Provided material:
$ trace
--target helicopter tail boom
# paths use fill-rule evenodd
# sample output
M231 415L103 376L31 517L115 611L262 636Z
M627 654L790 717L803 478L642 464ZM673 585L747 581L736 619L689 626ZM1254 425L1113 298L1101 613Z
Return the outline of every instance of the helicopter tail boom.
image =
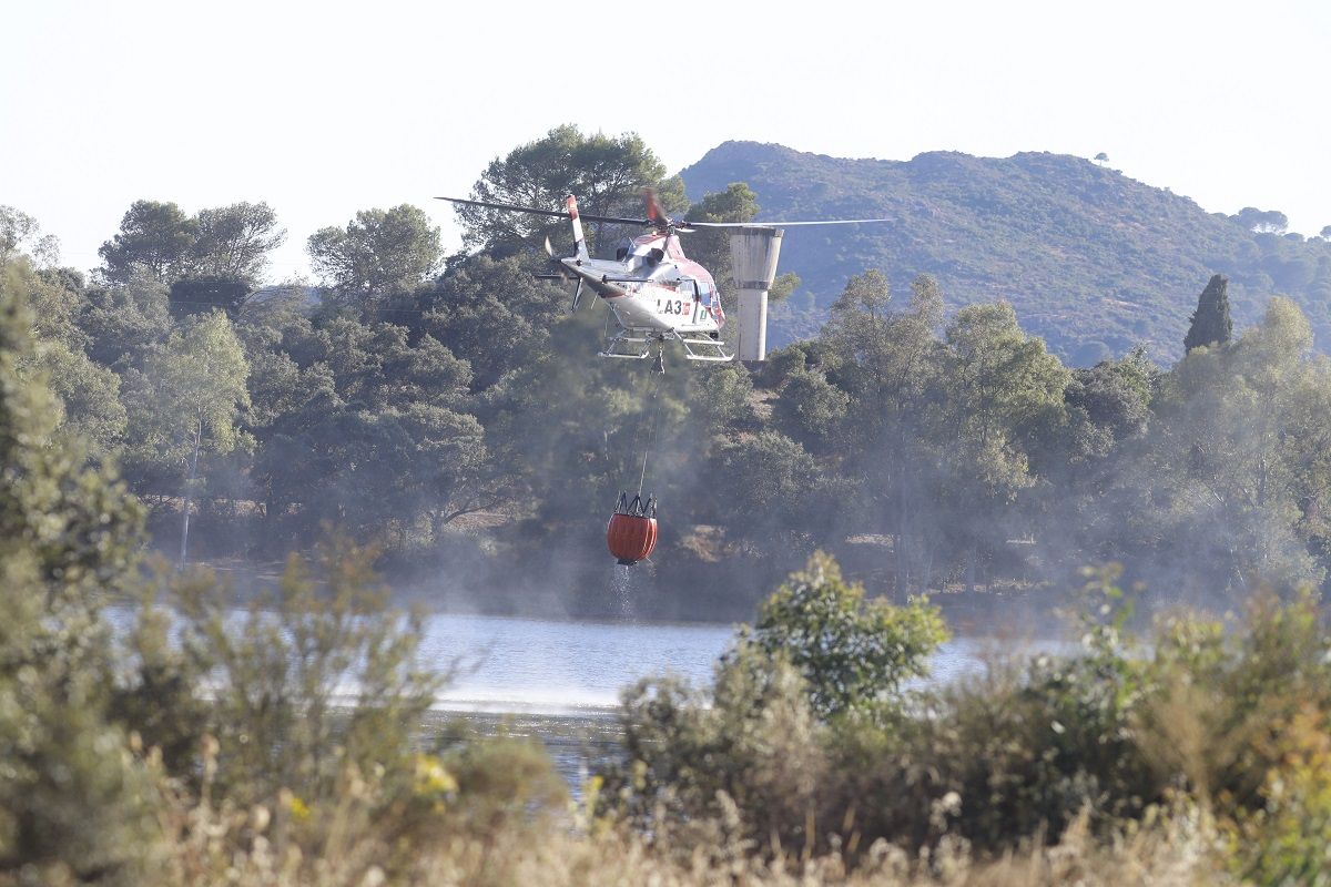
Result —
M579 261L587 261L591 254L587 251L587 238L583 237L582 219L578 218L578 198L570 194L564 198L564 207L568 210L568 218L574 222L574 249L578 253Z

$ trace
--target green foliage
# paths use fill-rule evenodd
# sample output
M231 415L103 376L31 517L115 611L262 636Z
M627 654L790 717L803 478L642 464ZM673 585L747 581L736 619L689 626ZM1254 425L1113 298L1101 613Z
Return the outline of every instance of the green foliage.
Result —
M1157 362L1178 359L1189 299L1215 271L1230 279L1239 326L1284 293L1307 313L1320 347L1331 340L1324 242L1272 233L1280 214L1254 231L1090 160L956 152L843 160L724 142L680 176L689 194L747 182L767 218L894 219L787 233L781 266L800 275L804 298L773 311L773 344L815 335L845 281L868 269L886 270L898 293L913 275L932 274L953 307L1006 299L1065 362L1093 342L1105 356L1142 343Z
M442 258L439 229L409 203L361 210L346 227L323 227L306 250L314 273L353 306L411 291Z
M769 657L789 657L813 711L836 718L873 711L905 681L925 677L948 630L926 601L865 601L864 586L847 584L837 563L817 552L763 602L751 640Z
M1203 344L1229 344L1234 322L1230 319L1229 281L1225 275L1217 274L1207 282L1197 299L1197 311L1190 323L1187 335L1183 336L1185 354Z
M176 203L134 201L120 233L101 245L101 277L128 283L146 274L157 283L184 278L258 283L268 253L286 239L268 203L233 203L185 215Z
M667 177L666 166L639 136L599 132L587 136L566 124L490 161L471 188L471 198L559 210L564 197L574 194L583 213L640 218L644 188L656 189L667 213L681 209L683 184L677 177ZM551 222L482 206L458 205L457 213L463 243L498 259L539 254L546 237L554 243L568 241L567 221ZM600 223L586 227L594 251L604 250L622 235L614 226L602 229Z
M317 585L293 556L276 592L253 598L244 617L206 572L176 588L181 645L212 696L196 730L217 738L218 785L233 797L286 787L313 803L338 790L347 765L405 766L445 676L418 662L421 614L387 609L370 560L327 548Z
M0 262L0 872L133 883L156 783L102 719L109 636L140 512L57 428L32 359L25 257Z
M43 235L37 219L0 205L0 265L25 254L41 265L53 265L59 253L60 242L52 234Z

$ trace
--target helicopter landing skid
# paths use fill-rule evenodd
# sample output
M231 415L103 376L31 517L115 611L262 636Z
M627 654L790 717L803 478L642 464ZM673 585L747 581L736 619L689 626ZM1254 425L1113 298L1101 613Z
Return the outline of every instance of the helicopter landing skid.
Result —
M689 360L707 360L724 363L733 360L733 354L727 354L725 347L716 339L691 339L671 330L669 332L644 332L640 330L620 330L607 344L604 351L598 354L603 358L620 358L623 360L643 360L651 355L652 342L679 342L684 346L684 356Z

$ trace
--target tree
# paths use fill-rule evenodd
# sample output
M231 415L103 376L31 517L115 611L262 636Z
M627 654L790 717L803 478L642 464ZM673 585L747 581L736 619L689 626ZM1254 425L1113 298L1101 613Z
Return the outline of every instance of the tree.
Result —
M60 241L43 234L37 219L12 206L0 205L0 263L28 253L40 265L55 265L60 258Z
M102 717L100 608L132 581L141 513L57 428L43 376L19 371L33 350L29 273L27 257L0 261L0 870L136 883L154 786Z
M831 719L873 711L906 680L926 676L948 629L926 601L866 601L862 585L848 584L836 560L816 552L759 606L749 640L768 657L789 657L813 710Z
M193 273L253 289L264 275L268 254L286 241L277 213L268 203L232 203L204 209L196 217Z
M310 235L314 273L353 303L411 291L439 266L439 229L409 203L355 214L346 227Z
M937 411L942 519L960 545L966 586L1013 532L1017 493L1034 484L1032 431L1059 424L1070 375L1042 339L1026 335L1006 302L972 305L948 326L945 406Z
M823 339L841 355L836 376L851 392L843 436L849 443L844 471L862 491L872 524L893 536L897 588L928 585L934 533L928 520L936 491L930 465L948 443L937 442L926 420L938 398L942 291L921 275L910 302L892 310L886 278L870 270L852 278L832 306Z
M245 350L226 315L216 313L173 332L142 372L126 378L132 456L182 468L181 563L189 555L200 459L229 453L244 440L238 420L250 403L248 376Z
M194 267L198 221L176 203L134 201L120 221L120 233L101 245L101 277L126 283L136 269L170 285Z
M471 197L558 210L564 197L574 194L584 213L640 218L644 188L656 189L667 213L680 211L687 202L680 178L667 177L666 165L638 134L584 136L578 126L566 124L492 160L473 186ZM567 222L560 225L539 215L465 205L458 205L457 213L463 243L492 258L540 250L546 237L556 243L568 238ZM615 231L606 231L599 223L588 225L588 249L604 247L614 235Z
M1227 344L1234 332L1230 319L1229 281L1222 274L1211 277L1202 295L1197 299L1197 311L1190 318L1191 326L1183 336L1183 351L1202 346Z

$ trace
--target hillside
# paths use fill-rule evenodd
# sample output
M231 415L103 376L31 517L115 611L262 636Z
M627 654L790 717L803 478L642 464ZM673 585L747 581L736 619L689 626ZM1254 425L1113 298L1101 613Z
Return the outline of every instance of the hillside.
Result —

Stated exercise: Copy every one of the entries above word for word, but leave out the pictures.

Completed task:
$ trace
--target helicopter tail boom
# paths use fill-rule evenodd
# sample output
M231 415L103 376L31 517L115 611L262 636Z
M627 654L790 717L803 478L642 464ZM673 585L747 581L736 619L689 626ZM1254 425L1113 298L1101 613Z
Return the outline of every instance of the helicopter tail boom.
image =
Result —
M579 261L587 261L591 254L587 251L587 238L583 237L582 219L578 218L578 198L570 194L564 198L564 207L568 210L568 218L574 222L574 249L578 253Z

$ trace
--target green foliage
# paths use fill-rule evenodd
# sample output
M231 415L103 376L31 517L115 611L262 636Z
M627 654L790 717L803 478L642 464ZM673 585L747 581L736 619L689 626ZM1254 425L1113 298L1101 613Z
Return the outline of every instance of the green foliage.
Result —
M1157 362L1178 359L1189 299L1215 271L1230 279L1239 326L1284 293L1307 313L1320 347L1331 340L1324 242L1272 233L1280 214L1254 231L1090 160L956 152L843 160L724 142L680 176L689 194L747 182L767 218L894 219L787 233L781 266L800 275L804 298L773 311L773 344L815 335L845 281L868 269L886 270L898 293L913 275L932 274L953 307L1006 299L1065 362L1093 342L1105 356L1142 343Z
M442 258L439 229L409 203L361 210L346 227L323 227L306 250L314 273L353 306L411 291Z
M769 657L789 657L813 711L836 718L873 711L905 681L925 677L948 630L926 601L865 601L864 586L847 584L837 563L817 552L763 602L751 640Z
M1203 344L1229 344L1234 322L1230 319L1229 281L1225 275L1217 274L1207 282L1197 299L1197 311L1190 323L1187 335L1183 336L1185 354Z
M176 203L134 201L120 233L101 245L101 277L128 283L146 274L157 283L184 278L258 283L268 253L286 239L268 203L233 203L185 215Z
M667 177L666 166L639 136L599 132L587 136L566 124L490 161L471 188L471 198L559 210L564 197L574 194L583 213L640 218L644 188L656 189L667 213L681 209L683 184L677 177ZM551 222L482 206L458 205L457 213L463 243L498 259L539 254L546 237L554 243L568 241L567 221ZM600 223L586 227L594 251L604 250L622 235L614 226L602 229Z
M317 585L293 556L276 592L253 598L244 617L206 572L176 588L181 645L212 696L196 730L217 738L218 785L233 797L286 787L313 803L338 790L347 765L405 766L445 676L418 662L421 614L387 609L370 560L327 548Z
M0 262L0 872L133 883L156 783L102 719L109 636L140 512L57 428L32 359L25 257Z
M43 235L37 219L0 205L0 265L25 254L41 265L53 265L59 253L60 242L52 234Z

$ trace
--target helicopter landing skid
# paths use fill-rule evenodd
# sample output
M231 415L103 376L31 517L115 611L262 636Z
M627 654L790 717L803 478L642 464ZM673 585L747 581L736 619L689 626ZM1254 425L1113 298L1101 613Z
Return the outline of every instance of the helicopter landing skid.
Result —
M689 360L707 360L724 363L733 360L733 354L727 354L725 347L716 339L691 339L671 330L669 332L644 332L640 330L620 330L607 344L604 351L598 354L603 358L620 358L623 360L643 360L651 355L652 342L679 342L684 346L684 356Z

$ trace
--target tree
# paths use fill-rule evenodd
# sample output
M231 415L103 376L31 517L115 611L262 636Z
M627 654L790 717L803 478L642 464ZM673 585L747 581L736 619L689 626ZM1254 425L1113 298L1101 613Z
Return the outline of every instance of the tree.
Result —
M60 241L43 234L37 219L12 206L0 205L0 263L28 253L40 265L55 265L60 258Z
M102 717L100 608L132 581L141 513L57 428L43 376L19 371L33 350L29 273L27 257L0 261L0 870L136 883L154 786Z
M831 719L873 711L906 680L926 676L948 629L926 601L866 601L862 585L848 584L836 560L816 552L759 606L749 640L768 657L789 657L813 710Z
M193 273L253 289L264 275L268 254L286 241L277 213L268 203L232 203L204 209L196 217Z
M310 235L314 273L353 303L411 291L439 266L439 229L409 203L355 214L346 227Z
M937 411L942 519L960 545L966 586L1013 532L1017 493L1034 484L1032 431L1059 424L1070 375L1042 339L1026 335L1006 302L972 305L948 326L945 406Z
M823 339L841 355L836 376L851 392L843 436L849 443L844 471L862 491L872 524L893 536L897 588L928 585L934 533L928 520L936 491L930 465L948 443L937 442L926 420L938 398L942 291L921 275L910 302L892 310L886 278L870 270L852 278L832 306Z
M245 350L226 315L216 313L173 332L142 372L126 378L132 456L182 468L181 563L189 555L200 459L229 453L244 440L238 420L250 403L248 376Z
M194 267L198 221L176 203L134 201L120 221L120 233L101 245L101 277L126 283L136 269L170 285Z
M471 197L558 210L564 197L574 194L584 213L640 218L644 188L656 189L667 213L680 211L687 202L680 178L667 177L666 165L638 134L584 136L578 126L566 124L492 160L473 186ZM567 222L560 225L539 215L465 205L458 205L457 213L463 243L492 258L540 250L546 237L556 243L568 238ZM615 231L606 231L599 223L588 225L588 249L604 247L614 235Z
M1227 344L1234 332L1230 319L1229 281L1222 274L1211 277L1202 295L1197 299L1197 311L1190 318L1191 326L1183 336L1183 351L1202 346Z

$ trace
--target hillside
# paths use fill-rule evenodd
# sample output
M231 415L103 376L31 517L115 611L262 636Z
M627 654L790 717L803 478L642 464ZM673 585L747 581L736 619L689 626ZM1254 425L1113 298L1101 613Z
Return the outline of every instance of the hillside.
Result —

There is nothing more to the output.